» **Given records**
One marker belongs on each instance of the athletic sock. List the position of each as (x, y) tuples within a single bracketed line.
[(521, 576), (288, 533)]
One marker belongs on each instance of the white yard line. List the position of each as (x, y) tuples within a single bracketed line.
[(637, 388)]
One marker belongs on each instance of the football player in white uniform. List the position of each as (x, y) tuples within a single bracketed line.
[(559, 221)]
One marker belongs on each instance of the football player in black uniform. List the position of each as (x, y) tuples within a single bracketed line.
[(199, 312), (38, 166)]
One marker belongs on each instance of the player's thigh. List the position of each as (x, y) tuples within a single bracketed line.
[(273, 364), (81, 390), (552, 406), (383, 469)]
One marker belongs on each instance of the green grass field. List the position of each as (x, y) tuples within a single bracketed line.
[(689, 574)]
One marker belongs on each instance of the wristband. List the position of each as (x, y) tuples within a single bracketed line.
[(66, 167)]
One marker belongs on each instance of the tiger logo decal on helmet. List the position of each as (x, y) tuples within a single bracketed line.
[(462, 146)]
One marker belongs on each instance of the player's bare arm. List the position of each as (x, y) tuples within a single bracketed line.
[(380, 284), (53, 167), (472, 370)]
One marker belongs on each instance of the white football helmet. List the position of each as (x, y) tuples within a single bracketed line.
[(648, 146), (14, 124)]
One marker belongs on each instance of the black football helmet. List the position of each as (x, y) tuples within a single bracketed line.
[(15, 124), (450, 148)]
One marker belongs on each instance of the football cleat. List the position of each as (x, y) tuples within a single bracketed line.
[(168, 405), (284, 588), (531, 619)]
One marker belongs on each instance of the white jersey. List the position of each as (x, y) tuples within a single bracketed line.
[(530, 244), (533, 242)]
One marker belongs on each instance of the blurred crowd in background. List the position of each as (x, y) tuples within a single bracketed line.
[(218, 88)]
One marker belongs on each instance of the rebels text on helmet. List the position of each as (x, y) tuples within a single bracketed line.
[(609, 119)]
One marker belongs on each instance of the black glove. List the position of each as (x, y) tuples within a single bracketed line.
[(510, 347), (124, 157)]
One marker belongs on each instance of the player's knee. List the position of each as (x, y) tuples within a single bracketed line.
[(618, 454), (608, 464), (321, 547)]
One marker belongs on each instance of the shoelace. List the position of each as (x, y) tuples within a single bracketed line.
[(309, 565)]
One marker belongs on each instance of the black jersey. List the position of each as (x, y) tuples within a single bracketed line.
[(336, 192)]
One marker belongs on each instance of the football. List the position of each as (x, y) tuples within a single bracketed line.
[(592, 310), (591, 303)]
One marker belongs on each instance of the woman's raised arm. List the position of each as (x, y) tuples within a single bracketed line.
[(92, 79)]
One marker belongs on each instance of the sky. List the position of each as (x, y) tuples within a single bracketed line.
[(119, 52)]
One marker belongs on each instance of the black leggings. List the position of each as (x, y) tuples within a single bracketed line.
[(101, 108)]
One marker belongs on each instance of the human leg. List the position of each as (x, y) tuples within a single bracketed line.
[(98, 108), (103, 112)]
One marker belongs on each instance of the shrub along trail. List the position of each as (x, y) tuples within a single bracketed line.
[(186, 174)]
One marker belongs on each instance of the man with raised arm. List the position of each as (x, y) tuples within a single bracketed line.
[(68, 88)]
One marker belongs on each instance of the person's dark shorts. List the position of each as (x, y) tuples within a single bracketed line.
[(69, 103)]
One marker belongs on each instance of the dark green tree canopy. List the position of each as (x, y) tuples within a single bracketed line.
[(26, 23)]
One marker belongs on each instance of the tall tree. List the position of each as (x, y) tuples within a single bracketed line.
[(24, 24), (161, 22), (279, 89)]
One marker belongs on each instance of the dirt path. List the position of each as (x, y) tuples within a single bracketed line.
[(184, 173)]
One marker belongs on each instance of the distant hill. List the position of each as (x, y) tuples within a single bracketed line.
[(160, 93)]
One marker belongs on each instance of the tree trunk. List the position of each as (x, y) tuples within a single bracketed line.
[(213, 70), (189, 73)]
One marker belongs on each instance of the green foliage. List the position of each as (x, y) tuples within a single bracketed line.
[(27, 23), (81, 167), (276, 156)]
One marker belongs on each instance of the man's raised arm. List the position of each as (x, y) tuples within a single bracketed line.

» **Work order**
Extract the complete listing verbatim.

» **Result**
One marker belongs on each instance of the athletic sock. List the position of each as (x, y) tuples within a single bracketed line.
[(521, 576), (288, 533)]
One marker belongs on each instance of the white yard line. List the position of each as (x, y) tuples within a single bracketed line.
[(637, 388)]
One marker belongs on each instance of the football player in white uniform. List the position of each as (x, y) tuples within a single bracketed line.
[(559, 221)]
One marker belongs on each instance of the football player in black uniform. List the position of each as (x, y) tuples within a single bracketed line.
[(199, 312), (38, 166)]
One marker belongs on each instance of the player's thigh. List the position of each as (x, y) tuples within a single bracketed line.
[(273, 364), (81, 390), (552, 406), (383, 469)]
One marker belongs on each instance of the green grass field. List the position of each as (x, y) tuples within a single bracketed line.
[(689, 574)]
One marker belongs on each instance of the wristband. List the position of each as (x, y) tuples within a single bracketed line.
[(66, 167)]
One marker belongs on each instance of the tiger logo decal on helmet. List the position of each as (x, y) tuples within a single bracketed line.
[(462, 146)]
One marker belongs on each instance of the player's bare arm. List the position of each as (x, y) tuples within a single bracketed line.
[(380, 284), (53, 167), (472, 370)]
One marker belongs on each instance of the white football helmet. List the position of each as (x, y) tuples within a single bracketed line.
[(648, 146), (14, 124)]
One marker belongs on each instance of the black football helmet. List the position of each as (x, y) tuples within a single bracketed line.
[(15, 124), (450, 148)]
One marker belongs on each instance of the football cleat. List the position of each as (x, y) tuples within a single bracketed line.
[(168, 405), (284, 588), (531, 619)]
One marker belongs on each instance of the white jersey. List the position of each as (x, y) tuples within a single bracketed line.
[(530, 244), (533, 242)]
One marker belongs on each instance of the blurred crowd in background. List the position of each as (x, y) tuples within a single bracketed line.
[(218, 88)]
One marker belongs on each instance of the rebels text on helmet. List the position of each as (x, y) tuples within a single bracketed line.
[(609, 119)]
One marker belongs on each instance of the black glove. List the position of each as (x, y) tuples within a single bracketed line.
[(510, 347), (124, 157)]
One marker belongs on each instance of the player's knee. List the position of each as (x, y) tuples within a single bracketed line.
[(618, 454), (608, 464), (321, 547)]
One marker belongs on each instance of the shoelace. List the position of each as (x, y) tuples within a single bracketed line.
[(309, 565)]
One marker belongs on each instance of the black jersey. List the position of each as (x, y) tuples within a single bracketed line.
[(336, 192)]
One marker belongs on each instance of the football. List the position of each as (x, y) tuples within a single bracketed line.
[(592, 310), (591, 303)]
One marker belongs on each instance of the woman's raised arm. List the position of each as (x, y) tuples within a single bracketed line.
[(92, 79)]
One marker belongs on each instance of the sky. List the position of each as (x, y) tuples within a single bracketed line.
[(119, 52)]
One marker belongs on each instance of the black leggings. List the position of each as (x, y) tuples within a single bracketed line.
[(101, 108)]
One marker belongs on each instance of the human leg. List the position of each as (x, y) tuples within a single bracketed line.
[(98, 108), (103, 112)]
One marker belongs on each instance of the shrub along trail. List the position of each as (x, y) tuples within a single bracketed line.
[(186, 174)]
One marker belongs on each instance of the man with raised arm. List the position of each as (x, y) tuples within a single bracketed line.
[(68, 88)]
One marker belongs on each instance of the person's dark shorts. List the position of each as (x, y) tuples within a single bracketed line.
[(69, 103)]
One marker belongs on each instance of the dark green tree canopy. List the position of each as (x, y) tuples within a single bracketed line.
[(26, 23)]
One marker belongs on each instance of the tall tree. List the position of each as (x, y) tuples within a single bracketed line.
[(24, 24), (161, 22), (279, 89)]
One marker belongs on each instance of the dirt path. List the position of each as (x, y) tuples within a single bracketed line.
[(184, 173)]
One marker belongs on each instance of the distant hill. List the position of each as (x, y) tuples within a single bracketed line.
[(160, 93)]
One marker belongs on each instance of the tree trunk. List the position of each as (x, y) tuples within a single bracketed line.
[(213, 70), (189, 73)]
One marker belongs on each instance of the green foliage. List the position of each as (x, y) tuples within a single bracketed line.
[(27, 23), (81, 167), (276, 156)]
One marker belongs on each instance of the man's raised arm. List the position of each as (x, y) tuples within a single bracketed line.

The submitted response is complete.